- [Information given]

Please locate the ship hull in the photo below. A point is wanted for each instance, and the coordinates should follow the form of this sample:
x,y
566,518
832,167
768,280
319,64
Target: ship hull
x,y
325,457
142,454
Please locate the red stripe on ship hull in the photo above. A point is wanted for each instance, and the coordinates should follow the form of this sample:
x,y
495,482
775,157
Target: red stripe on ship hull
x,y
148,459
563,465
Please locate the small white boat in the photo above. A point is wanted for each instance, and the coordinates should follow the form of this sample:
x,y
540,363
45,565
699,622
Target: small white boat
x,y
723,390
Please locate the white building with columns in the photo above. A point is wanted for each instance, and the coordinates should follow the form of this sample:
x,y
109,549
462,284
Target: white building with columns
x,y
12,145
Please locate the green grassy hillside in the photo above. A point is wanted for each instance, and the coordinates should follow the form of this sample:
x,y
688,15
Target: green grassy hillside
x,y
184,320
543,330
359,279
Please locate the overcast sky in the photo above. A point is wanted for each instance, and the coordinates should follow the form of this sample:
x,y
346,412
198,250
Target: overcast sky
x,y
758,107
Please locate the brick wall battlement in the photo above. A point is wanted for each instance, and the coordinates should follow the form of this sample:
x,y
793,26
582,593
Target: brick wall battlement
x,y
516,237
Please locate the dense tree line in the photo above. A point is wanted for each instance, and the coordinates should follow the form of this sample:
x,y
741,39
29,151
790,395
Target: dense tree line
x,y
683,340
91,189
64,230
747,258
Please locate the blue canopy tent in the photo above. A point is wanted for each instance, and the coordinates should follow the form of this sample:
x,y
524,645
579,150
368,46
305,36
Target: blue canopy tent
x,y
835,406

==

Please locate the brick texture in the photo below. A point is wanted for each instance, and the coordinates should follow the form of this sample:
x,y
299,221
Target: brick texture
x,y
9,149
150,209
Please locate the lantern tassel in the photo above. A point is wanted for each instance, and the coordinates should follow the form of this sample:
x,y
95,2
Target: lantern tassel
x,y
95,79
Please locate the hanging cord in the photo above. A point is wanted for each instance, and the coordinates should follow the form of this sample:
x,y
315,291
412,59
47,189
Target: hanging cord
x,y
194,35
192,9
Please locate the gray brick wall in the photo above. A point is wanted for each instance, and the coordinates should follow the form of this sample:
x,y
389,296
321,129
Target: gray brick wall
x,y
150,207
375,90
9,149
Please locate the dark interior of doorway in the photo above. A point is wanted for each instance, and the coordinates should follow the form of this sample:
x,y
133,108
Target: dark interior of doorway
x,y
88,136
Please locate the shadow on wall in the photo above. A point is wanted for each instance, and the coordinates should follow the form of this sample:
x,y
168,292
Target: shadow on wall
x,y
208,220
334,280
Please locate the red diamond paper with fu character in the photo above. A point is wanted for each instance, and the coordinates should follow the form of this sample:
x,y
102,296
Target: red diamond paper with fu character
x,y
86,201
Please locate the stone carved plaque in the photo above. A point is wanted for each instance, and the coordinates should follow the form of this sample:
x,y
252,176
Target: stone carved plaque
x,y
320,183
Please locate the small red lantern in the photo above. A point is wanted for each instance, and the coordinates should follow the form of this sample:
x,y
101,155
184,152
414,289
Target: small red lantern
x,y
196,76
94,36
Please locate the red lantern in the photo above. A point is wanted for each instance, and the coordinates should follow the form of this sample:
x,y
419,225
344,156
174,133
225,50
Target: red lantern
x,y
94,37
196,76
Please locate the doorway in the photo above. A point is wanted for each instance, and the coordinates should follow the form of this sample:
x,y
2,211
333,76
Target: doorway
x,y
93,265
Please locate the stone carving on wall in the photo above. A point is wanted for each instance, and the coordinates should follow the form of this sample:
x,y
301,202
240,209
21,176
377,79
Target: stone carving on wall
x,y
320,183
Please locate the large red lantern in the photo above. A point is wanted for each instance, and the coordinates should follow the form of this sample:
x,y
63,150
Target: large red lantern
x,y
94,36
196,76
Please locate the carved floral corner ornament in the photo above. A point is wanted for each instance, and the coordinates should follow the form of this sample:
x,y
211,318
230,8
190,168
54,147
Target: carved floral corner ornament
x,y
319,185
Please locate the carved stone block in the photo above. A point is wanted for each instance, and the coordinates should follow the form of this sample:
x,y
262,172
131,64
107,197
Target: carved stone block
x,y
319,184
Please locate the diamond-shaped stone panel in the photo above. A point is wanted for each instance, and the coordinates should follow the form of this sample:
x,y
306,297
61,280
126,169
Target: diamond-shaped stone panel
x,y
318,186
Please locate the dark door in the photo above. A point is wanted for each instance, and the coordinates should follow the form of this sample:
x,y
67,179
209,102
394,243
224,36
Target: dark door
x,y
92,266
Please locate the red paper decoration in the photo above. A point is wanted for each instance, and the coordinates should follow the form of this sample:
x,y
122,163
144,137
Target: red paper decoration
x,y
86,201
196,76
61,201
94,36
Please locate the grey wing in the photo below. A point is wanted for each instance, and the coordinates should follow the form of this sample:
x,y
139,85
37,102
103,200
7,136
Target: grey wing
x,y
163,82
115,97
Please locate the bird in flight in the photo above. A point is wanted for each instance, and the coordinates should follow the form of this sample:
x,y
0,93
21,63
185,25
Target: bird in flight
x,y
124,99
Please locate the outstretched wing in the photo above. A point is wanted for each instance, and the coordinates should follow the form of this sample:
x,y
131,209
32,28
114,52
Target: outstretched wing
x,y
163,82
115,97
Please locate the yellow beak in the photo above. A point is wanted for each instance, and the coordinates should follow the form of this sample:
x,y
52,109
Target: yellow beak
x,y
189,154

- [What to work on] Search term "below": return each line of the data that contains it.

- [Answer]
Please locate the ship hull in the photo below. A point is wanted for each instance, and the coordinates should follow the form of this sample:
Please locate the brick texture in the photo below. A point is wanted for each instance, and the coordinates should follow the form of this sample:
Please locate the grey wing in the photo below. A point is wanted for each instance, and the coordinates should follow the form of this sample:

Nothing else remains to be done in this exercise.